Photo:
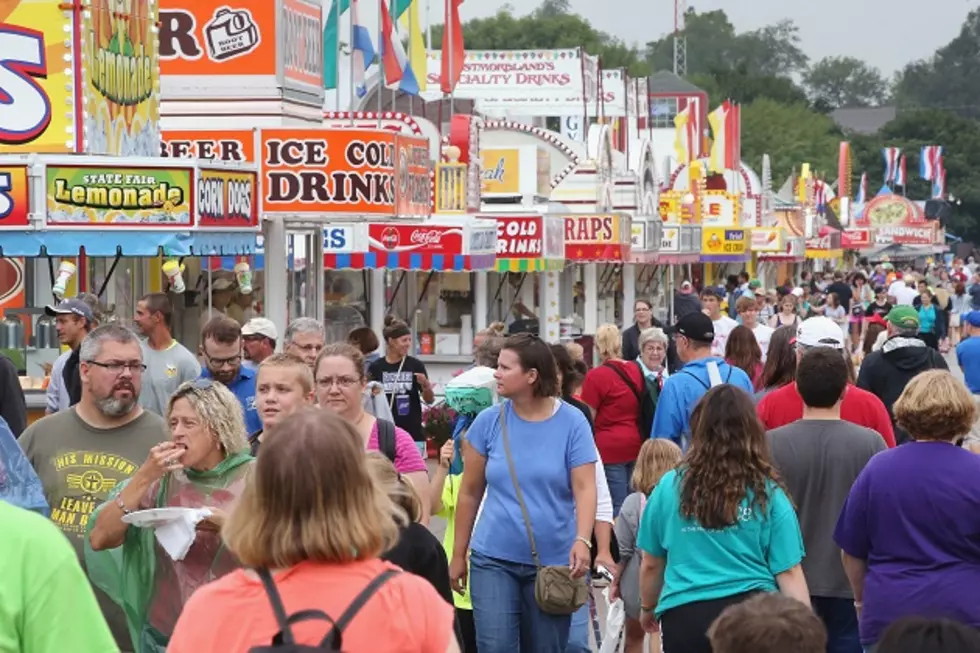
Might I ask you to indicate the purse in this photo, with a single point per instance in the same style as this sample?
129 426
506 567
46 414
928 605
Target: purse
556 591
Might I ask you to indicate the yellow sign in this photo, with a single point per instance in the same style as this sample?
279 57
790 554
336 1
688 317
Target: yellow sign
724 244
501 172
38 113
122 78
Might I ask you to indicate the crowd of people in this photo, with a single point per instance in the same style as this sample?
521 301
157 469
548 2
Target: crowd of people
773 470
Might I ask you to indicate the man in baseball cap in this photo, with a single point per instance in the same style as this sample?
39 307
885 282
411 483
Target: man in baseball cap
887 371
259 337
782 406
693 335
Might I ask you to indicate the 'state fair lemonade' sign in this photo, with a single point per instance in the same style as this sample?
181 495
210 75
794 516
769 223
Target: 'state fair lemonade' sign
155 197
35 82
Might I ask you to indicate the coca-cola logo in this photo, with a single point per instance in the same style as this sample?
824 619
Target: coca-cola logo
426 237
389 238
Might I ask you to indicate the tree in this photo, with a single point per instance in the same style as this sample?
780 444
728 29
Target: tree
845 82
550 27
950 79
790 134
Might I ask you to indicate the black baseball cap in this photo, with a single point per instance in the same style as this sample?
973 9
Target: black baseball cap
695 326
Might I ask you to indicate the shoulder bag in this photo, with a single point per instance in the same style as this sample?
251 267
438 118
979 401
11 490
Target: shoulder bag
556 591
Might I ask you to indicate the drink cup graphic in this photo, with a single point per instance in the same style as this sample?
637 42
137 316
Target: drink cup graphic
244 275
174 271
231 33
65 272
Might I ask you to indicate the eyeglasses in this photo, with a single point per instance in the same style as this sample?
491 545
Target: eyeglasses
342 382
117 367
221 362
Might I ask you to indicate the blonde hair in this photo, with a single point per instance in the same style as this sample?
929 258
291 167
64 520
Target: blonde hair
935 406
219 409
292 362
399 490
657 457
311 498
608 342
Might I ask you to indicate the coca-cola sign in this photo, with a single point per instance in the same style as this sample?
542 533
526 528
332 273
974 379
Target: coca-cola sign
436 239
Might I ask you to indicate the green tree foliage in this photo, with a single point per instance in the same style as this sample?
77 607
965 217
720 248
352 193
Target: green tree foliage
790 134
845 82
549 27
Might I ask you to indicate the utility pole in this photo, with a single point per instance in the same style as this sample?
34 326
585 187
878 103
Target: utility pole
680 39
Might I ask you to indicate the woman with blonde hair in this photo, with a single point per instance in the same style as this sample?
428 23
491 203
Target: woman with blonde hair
417 551
313 524
613 390
908 530
657 457
205 464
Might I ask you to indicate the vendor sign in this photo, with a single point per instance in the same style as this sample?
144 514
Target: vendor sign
232 145
719 244
767 240
122 78
147 197
37 113
597 237
14 202
856 238
227 199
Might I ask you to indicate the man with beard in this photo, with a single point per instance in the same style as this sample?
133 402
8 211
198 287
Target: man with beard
221 347
82 453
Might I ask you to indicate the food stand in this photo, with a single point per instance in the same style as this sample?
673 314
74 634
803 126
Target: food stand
111 217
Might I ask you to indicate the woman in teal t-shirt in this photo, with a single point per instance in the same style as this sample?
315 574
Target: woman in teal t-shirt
718 529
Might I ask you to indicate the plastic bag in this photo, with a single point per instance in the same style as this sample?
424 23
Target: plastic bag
19 484
615 620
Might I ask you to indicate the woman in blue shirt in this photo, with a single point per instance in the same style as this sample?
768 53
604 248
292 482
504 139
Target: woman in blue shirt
718 529
554 460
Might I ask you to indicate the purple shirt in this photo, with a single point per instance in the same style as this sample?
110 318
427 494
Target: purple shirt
914 515
407 456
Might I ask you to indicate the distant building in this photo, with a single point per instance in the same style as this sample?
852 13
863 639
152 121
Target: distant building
863 120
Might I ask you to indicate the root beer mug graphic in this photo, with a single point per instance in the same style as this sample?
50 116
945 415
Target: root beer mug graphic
230 33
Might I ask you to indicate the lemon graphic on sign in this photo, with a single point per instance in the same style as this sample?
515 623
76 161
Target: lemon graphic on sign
714 243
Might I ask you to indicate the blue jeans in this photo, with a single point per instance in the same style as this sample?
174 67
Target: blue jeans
619 478
506 616
840 618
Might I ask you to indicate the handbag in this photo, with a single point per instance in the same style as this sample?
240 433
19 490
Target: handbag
556 591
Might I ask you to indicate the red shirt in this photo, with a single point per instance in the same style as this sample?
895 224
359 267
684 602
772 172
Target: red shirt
785 406
617 411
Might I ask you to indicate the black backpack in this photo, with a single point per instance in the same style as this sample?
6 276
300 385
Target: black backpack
646 396
386 439
284 642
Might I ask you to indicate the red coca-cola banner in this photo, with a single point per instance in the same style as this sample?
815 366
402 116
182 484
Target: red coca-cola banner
415 239
520 236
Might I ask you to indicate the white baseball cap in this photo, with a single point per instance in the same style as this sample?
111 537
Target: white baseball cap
260 326
820 332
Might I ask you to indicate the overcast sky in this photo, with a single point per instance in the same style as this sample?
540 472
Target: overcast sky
886 33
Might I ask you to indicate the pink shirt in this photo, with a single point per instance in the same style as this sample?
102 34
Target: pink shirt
407 456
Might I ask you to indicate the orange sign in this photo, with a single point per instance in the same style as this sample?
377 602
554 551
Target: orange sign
14 207
217 37
328 171
236 145
414 192
38 111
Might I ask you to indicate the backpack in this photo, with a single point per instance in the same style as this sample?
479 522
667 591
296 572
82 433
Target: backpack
284 642
646 396
386 439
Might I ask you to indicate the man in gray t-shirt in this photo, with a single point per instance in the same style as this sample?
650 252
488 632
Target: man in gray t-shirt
819 457
168 363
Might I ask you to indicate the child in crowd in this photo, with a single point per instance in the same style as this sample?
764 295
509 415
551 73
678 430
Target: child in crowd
656 458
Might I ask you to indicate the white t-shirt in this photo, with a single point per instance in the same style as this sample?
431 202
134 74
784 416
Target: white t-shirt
763 334
723 326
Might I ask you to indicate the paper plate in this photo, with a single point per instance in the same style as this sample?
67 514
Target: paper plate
159 516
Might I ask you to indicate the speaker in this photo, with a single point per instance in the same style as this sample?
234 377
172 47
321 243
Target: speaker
938 210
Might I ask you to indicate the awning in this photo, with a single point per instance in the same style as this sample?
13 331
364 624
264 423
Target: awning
148 242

###

**TASK DIRECTIONS:** Rewrite all the lines above, changing every "Might I ask you to indicate" to "Could you mark" and keeping everything else as it is. Leave the pictures out of your answer.

**ANSWER TO THE PROBLEM:**
Photo:
Could you mark the purse in this photo, with a single point per instance in the same style as this sample?
129 426
506 567
46 414
928 605
Target: purse
556 591
Could you mark the yellow sign in this photo, with a single point per instance in the same style as this sample?
279 57
790 554
336 1
688 317
Target: yellow sign
724 244
501 172
38 113
122 78
Could you mark the crowd of people in this photo, with a single point per instance in the same style as this sample?
521 301
157 469
548 2
Target: crowd of people
773 470
Could you mark the man in baseball cap in this photo, with a single point per instance in the same style as this sample?
39 307
885 282
411 483
Target: man in baseball cap
887 371
259 337
782 406
693 335
Could you mark the 'state fair lemonade' sign in this photo, with a single point per instance in the same style as this sample?
181 495
210 75
794 516
769 223
Target: 'state fair lemonade' sign
155 197
35 82
Could you mark the coca-cola logo in this photo, with a single point per instance in the same style as this sample?
824 619
Target: coca-cola logo
426 237
389 238
Could you mark the tree in this photo, with a single point per instance in the same style as this sample?
780 444
728 29
Target: tree
845 82
550 27
950 79
790 134
Could you mark the black baseball cap in this photo, with a single point per instance in the same style as this sample?
973 9
Target: black baseball cap
695 326
Could you mark the shoulder bag in this photo, with a single point per instance in the same style as this sample?
251 267
438 118
979 401
11 490
Target: shoulder bag
556 591
Could you mark the drink cup graphic in this photo, with a single point per instance in the same style as this sample?
637 42
137 316
Target: drink cup graphic
244 275
174 271
231 33
65 272
Could you mark the eyeglasses in this photo, with a single point per instance in the same style as this sample?
491 545
Target: eyeglasses
342 382
117 367
221 362
Could you mark the blonde hair in this photo, with a single point per instance in the same style as this sample?
929 258
291 167
64 520
Target: blonde hair
935 406
219 409
292 362
399 490
657 457
311 498
608 342
Could you mark the coca-cola sign in this photo, with a single point per instance in the same style as this sample?
542 533
526 528
332 273
974 379
Target: coca-cola sign
436 239
Could you mark the green tree foliage in this photo, with a single point per instance in the same style as this sample?
77 607
965 217
720 248
352 193
Target: green tree foliage
790 134
845 82
549 27
Could you mark the utility pole in this photo, with a single point per instance in the same style as this sample?
34 326
585 187
878 103
Target: utility pole
680 39
Could you mark the woman with blonde hair in this photo, with a single point per instance in the same style as this sample?
428 23
491 203
Target: woman with blonde hair
417 551
313 524
613 390
908 530
657 457
205 464
Could you mark the vendor sign in this photo, with a single point per instance in the same style as this sample?
144 514
Target: vendor sign
232 145
719 244
767 240
122 78
147 197
37 113
597 237
14 202
856 238
227 199
Could you mark the man with beard in this photo, with a single point per instance in the same style as this sample?
133 402
8 211
198 287
Target: man with beard
221 347
82 453
Could you mark the food stand in this photo, with a single point per instance in the same style as this sample?
673 314
74 634
803 126
Target: food stand
111 217
Could you mark the woman in teal t-shirt in this photo, with a single point per instance in the same style as this sample?
315 574
Target: woman in teal t-shirt
718 529
Could you mark the plastic bag in this photo, with a single point per instance in the same style as this sample?
424 23
Target: plastic bag
19 484
615 620
Could you mark the woman in blue shirt in this photo, with a single point per instance in the same style as this sample?
768 53
604 248
292 482
504 139
Target: woman in blue shirt
718 529
554 460
Could you mark the purple shirt in this photo, with a single point per instance in the same style as this sample?
110 318
427 494
Target: purple shirt
914 515
407 456
Could you mark the distant building in this photo, with a single point per instance in the same style as this sample?
852 13
863 639
152 121
Target: distant building
863 120
Could you mark the root beer mug graphic in this photo, with a single point per instance in the same style as this sample?
50 116
945 415
Target: root beer mug graphic
230 33
Could you mark the lemon graphic on sign in this photo, with a single point per instance in the same style as this sample?
515 623
76 161
Target: lemon graphic on sign
714 243
Could you mark the blue jeans in this photo, with a single point per instance in the same style as this sample?
174 67
Target: blue jeans
619 478
506 616
840 618
Could you mark the handbag in this photo, with a single point per instance in the same style as this sample?
240 433
19 490
Target: handbag
556 591
Could you mark the red shirt in this photo, with a single point per instance in the same style as this sample?
895 224
359 267
684 602
772 172
Target: red shirt
785 406
617 411
Could you mark the black backpack in this photo, with a single point per instance in the same style as this sample?
6 276
300 385
Target: black backpack
646 396
386 439
284 642
Could you mark the red coca-cola banner in this photo, with a single point per instance in the same style as this sample?
815 366
402 116
182 484
Target: red coca-cola banner
415 239
520 236
Could you mark the white baseball cap in this photo, with a single point per instance in the same style as this sample?
111 537
Target: white baseball cap
260 326
820 332
Could you mark the overcast sky in this photo, with a single point per instance in the same style as this sample?
540 472
Target: overcast sky
886 33
Could you mark the pink shirt in this photo, with a single point per instance in the same style as this sample?
102 34
Target: pink shirt
407 456
Could you mark the orange sign in this photo, with a single point per instance in the same style as this sample?
377 602
554 551
Target: orange sign
14 207
217 37
328 171
236 145
414 192
38 111
Could you mark the backpack in this photo, with a single point per instance in the same style as this sample?
479 522
667 591
296 572
82 433
Target: backpack
284 642
646 396
386 439
Could you mark the man in gray t-shirt in this photo, with a single point per instance in the same style as this sample?
650 252
488 632
Target: man in gray t-shirt
819 457
168 363
Could you mark the child in crowd in this photo, with a single point per instance in the same style as this sample?
764 295
509 415
551 73
678 430
Target: child in crowd
656 458
Could you mark the white t-shirt in this photo, with a single point per instance in the same style as this sample?
431 202
134 74
784 416
Target: white t-shirt
763 334
723 326
Could you mark the paper plate in this photo, with a single point per instance in the same style as this sample?
67 514
Target: paper plate
159 516
Could you mark the speaker in this photo, with a single point per instance in the same style as this sample?
234 377
172 47
321 243
Target: speaker
938 210
Could you mark the awning in this photo, with a single point per instance in the same style as this sample?
13 331
364 624
264 423
Target: awning
148 242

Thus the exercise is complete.